[Direction] Count the lines below that contain the word "jacket", and give only the number.

+-------+

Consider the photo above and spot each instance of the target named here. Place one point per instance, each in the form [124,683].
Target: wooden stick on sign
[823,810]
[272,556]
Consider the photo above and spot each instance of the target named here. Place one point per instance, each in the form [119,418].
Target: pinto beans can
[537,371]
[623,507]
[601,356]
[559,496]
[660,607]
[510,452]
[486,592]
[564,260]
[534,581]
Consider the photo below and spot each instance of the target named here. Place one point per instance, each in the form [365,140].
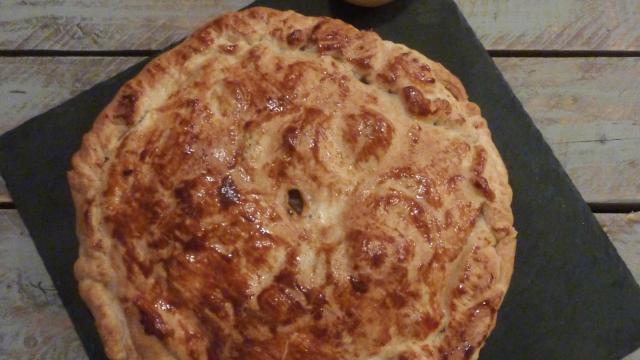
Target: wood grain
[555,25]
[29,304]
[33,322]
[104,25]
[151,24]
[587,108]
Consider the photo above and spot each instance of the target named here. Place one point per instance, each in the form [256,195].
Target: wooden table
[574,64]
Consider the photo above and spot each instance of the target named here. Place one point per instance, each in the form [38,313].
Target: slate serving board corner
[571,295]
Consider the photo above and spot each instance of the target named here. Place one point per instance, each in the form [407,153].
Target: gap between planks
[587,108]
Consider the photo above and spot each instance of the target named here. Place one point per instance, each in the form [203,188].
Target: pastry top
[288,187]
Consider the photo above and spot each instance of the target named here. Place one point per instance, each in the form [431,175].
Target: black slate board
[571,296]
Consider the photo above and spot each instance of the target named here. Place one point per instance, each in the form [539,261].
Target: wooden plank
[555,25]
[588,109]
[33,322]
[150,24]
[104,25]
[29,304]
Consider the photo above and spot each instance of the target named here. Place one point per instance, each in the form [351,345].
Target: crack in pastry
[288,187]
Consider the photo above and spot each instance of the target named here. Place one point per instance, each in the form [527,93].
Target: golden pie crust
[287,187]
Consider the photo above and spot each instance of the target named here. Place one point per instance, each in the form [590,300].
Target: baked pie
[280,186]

+-------+

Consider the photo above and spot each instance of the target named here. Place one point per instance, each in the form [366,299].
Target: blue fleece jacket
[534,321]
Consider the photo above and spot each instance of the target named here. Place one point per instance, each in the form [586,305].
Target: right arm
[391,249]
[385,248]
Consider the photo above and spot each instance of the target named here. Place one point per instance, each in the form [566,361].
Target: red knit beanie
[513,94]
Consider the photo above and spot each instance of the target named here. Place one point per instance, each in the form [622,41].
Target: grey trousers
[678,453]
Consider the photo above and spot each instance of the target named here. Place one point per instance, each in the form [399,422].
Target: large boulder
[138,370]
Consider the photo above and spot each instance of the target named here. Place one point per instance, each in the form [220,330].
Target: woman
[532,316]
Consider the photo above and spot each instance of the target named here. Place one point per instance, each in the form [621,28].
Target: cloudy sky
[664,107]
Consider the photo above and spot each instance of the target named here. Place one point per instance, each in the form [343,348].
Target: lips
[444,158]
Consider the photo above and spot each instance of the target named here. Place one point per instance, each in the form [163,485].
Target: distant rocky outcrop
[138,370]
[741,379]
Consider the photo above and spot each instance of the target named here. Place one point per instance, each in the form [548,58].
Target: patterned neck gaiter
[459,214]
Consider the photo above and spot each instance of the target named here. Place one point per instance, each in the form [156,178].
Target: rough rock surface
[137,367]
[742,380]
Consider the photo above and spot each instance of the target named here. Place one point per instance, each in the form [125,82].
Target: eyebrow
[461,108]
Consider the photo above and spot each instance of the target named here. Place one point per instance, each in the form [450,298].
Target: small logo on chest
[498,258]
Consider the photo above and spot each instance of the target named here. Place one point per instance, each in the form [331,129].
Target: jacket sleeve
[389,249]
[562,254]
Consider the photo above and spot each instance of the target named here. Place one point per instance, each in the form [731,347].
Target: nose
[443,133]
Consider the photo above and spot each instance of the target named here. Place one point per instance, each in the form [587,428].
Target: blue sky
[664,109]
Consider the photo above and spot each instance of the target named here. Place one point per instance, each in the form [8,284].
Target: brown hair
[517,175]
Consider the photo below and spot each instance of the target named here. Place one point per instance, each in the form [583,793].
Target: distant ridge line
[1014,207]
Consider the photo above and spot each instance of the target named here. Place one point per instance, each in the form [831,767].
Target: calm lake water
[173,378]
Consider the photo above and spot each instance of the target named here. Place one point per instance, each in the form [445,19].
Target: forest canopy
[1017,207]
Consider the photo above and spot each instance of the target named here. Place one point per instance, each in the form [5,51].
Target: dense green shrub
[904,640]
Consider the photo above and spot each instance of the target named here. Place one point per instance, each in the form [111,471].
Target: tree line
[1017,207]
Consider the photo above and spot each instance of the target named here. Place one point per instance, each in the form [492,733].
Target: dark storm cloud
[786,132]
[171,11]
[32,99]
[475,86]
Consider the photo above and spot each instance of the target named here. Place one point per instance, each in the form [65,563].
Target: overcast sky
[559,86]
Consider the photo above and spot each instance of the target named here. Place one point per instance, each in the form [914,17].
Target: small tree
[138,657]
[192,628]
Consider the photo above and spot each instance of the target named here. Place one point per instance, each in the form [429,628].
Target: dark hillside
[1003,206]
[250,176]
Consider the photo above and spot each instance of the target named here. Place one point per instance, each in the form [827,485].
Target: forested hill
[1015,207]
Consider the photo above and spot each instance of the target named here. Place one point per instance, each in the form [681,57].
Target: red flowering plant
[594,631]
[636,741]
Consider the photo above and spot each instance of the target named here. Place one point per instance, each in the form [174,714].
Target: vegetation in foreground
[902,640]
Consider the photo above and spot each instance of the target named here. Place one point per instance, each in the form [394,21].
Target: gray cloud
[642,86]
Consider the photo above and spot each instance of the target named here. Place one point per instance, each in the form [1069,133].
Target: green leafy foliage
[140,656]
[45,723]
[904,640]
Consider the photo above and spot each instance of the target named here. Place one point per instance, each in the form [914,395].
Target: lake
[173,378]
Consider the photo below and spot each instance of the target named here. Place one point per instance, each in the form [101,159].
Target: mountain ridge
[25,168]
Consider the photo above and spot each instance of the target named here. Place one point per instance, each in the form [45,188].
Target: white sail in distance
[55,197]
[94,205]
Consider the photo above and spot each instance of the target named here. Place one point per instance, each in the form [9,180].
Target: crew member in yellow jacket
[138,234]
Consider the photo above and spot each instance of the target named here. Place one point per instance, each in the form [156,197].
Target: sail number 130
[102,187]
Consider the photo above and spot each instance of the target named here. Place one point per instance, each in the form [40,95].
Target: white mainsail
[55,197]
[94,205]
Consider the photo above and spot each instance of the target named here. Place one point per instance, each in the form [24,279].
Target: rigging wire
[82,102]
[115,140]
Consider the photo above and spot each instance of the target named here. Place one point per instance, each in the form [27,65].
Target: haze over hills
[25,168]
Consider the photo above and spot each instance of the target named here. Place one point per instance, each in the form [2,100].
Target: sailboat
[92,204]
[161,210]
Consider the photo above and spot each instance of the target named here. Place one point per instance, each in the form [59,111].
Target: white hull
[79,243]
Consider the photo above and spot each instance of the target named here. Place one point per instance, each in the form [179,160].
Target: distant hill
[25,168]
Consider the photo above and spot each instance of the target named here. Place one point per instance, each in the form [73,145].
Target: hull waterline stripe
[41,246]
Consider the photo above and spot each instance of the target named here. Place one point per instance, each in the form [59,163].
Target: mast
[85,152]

+-------+

[Solved exercise] 3